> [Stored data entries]
[Start of Attachment]
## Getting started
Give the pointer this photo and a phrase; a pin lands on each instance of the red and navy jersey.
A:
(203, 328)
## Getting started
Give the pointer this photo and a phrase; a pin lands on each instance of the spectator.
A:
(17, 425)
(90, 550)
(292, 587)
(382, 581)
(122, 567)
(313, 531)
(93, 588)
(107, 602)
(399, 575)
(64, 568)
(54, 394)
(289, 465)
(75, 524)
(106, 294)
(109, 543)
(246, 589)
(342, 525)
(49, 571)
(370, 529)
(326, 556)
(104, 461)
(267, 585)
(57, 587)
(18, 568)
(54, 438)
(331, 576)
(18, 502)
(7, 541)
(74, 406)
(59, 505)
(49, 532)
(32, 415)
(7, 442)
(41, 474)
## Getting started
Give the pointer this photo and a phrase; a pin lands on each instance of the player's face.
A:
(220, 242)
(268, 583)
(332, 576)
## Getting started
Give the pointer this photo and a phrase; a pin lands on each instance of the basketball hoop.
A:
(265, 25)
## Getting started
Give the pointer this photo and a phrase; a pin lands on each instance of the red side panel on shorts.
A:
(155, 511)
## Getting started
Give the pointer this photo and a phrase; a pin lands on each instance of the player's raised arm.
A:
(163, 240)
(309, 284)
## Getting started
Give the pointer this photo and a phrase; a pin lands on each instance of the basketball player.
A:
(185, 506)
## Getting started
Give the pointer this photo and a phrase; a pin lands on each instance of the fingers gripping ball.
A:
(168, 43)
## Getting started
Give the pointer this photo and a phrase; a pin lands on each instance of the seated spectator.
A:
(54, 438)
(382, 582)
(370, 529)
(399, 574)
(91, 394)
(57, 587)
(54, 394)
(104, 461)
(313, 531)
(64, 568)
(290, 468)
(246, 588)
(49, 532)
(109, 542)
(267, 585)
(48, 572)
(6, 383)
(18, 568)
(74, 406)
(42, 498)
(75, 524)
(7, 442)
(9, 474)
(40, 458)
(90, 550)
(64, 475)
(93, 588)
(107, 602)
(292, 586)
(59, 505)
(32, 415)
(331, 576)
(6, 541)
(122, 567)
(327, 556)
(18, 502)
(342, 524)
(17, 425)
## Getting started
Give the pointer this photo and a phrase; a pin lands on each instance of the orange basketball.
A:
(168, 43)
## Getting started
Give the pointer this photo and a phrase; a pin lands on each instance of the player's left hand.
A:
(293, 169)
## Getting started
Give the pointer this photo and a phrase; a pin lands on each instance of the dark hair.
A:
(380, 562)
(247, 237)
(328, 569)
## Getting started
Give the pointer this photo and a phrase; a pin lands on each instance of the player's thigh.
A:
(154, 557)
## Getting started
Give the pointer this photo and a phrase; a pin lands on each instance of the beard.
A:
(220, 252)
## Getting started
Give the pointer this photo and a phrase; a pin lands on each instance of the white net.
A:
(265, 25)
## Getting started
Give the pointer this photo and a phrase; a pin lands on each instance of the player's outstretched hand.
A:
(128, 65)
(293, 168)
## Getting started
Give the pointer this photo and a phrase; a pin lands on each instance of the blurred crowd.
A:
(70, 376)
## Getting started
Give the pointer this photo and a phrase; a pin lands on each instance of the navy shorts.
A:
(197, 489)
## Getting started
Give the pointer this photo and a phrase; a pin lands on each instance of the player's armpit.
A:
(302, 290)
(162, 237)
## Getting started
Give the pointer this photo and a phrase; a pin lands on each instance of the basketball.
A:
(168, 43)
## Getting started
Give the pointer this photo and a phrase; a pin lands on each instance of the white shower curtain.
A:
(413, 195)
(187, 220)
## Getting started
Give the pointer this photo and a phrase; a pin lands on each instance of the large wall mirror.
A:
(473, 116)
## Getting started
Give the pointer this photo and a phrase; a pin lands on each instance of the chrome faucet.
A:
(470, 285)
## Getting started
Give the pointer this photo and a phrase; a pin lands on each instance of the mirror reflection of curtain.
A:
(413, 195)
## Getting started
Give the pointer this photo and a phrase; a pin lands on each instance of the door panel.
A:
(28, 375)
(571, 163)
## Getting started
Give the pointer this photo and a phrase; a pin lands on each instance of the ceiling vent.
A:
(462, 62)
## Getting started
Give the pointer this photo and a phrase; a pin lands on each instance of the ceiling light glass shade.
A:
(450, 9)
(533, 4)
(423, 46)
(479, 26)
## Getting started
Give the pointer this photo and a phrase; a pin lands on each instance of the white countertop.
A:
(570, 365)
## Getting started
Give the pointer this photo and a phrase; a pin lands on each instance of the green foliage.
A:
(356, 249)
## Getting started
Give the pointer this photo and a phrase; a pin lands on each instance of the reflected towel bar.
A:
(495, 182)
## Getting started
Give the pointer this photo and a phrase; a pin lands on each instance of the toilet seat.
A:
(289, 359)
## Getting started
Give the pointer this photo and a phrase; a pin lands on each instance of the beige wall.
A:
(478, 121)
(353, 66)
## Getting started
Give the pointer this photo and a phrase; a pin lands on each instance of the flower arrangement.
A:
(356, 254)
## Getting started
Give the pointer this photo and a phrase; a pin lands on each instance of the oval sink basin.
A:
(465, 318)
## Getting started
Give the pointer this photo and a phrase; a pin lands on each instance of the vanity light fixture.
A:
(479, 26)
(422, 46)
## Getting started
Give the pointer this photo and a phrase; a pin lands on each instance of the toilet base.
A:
[End of Attachment]
> [PROBLEM] Your answer should be every line above that contains the word "toilet".

> [ANSWER SECTION]
Give the pointer this photo and a phrase; a pin lands on each instance of the toilet seat.
Give the pointer this photo and a phrase; a pin lands on each instance of the toilet base.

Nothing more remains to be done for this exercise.